+++ Selection
Geographical Index > United States > Oklahoma > Pushmataha County > Article # 357
Media Article # 357
Article submitted by Allen Calvin
Friday, December 5, 2003 Big footprints causing big stir on Black Fork Trail and beyond By Bob West McCurtain Daily Gazette
Two weeks ago Wednesday, shortly after a logging crew had pushed out a road off Black Fork Trail in the Kiamichi Mountains of Pushmataha County, Eric Hardaway of Pickens spotted a series of unusually long, five-toed tracks.
Eric, who is logging a tract of steep mountain timberland with his father, showed the tracks to Terry Don Hardaway, his dad.
The tracks - about ten of them were found - were subsequently measured at 17 3/4 inches long and six inches wide.
They measured the average length from one track to another at seven feet. At one point, the left and right feet were side by side, with a three feet distance from the inside of one print to the inside of the other.
++++++
+++ Rows
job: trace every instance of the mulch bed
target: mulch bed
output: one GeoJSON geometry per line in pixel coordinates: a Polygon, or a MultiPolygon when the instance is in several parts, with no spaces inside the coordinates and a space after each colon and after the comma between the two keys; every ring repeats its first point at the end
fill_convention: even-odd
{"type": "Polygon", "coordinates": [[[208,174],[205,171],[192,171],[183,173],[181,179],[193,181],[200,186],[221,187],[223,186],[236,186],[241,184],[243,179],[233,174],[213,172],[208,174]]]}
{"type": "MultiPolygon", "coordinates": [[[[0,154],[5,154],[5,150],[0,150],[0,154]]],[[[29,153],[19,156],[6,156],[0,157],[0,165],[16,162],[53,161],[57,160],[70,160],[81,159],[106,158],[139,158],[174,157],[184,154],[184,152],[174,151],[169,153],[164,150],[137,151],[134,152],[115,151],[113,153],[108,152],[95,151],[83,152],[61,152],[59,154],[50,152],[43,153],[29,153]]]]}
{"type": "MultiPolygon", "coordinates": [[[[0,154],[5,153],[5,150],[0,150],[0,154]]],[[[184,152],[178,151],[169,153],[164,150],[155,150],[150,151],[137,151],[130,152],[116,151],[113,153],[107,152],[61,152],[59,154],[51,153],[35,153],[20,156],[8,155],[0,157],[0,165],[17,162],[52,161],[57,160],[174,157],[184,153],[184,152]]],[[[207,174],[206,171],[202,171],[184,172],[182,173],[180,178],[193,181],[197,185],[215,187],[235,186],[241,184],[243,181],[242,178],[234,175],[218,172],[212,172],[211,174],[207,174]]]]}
++++++
+++ Rows
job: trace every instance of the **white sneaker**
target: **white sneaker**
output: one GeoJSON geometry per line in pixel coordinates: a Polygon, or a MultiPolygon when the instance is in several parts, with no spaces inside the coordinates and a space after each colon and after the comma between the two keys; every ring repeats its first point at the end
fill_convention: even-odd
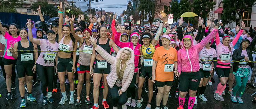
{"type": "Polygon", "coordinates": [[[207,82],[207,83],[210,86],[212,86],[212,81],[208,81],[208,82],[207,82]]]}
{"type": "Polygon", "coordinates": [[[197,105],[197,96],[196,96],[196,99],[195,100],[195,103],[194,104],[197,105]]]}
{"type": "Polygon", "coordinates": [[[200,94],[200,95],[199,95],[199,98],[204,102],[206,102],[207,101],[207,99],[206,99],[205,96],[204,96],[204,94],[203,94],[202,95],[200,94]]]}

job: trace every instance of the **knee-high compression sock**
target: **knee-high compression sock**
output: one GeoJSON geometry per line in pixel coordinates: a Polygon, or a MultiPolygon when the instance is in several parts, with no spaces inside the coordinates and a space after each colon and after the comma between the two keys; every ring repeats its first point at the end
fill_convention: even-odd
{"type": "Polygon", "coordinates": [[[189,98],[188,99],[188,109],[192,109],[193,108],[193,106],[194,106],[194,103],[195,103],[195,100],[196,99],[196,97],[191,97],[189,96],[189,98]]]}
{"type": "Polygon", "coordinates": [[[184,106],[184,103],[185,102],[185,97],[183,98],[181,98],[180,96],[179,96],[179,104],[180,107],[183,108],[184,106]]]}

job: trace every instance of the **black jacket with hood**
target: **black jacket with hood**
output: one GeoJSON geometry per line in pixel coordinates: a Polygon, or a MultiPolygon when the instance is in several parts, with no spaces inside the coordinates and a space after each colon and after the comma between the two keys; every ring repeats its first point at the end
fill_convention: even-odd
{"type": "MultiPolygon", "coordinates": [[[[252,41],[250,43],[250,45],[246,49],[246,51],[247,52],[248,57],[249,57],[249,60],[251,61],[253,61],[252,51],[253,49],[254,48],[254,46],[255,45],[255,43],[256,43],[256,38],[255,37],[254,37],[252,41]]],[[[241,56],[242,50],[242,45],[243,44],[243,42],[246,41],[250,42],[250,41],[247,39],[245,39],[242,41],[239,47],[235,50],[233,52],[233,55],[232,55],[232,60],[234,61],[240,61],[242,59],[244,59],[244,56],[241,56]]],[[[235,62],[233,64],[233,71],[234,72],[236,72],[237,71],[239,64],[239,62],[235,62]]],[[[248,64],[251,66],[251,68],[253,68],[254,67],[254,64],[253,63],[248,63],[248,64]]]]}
++++++
→ Problem requirements:
Decide whether each statement agrees with the footprint article, answering yes or no and quoting the words from the article that settle it. 1. The tracks were six inches wide. 2. About twenty tracks were found. 3. The average distance from one track to the next was seven feet.

→ Answer to this task:
1. Yes: "measured at 17 3/4 inches long and six inches wide"
2. No: "about ten of them were found"
3. Yes: "They measured the average length from one track to another at seven feet."